◆ Instructions to follow
Pick out every line in the entries below that contains the string "building" and copy each of those lines. Case counts.

◆ Data for this task
** Begin **

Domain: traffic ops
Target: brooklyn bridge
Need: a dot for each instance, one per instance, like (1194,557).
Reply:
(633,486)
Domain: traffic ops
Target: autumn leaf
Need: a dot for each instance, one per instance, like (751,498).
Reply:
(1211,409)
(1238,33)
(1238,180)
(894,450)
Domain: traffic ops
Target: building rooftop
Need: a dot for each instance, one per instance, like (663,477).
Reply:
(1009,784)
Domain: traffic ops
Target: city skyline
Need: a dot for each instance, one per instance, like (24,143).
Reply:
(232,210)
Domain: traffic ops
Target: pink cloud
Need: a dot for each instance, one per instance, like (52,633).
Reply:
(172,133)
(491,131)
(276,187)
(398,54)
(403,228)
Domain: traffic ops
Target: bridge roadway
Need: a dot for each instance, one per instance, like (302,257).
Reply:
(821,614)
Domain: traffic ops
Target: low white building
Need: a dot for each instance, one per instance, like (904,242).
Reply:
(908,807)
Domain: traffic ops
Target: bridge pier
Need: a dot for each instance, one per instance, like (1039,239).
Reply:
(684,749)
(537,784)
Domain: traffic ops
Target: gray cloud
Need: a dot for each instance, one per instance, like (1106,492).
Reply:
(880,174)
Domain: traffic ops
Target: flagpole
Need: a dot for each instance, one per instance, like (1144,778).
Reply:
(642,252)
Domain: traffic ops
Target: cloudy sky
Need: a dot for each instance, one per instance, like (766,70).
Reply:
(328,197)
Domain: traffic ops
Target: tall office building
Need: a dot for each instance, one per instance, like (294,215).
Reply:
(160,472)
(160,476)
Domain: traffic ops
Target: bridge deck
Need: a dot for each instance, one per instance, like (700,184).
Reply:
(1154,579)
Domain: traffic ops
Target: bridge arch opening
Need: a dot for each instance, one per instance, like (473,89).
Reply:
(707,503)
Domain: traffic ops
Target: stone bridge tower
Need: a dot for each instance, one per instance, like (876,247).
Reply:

** End **

◆ Result
Target: building rooftop
Target: low white building
Target: tall office building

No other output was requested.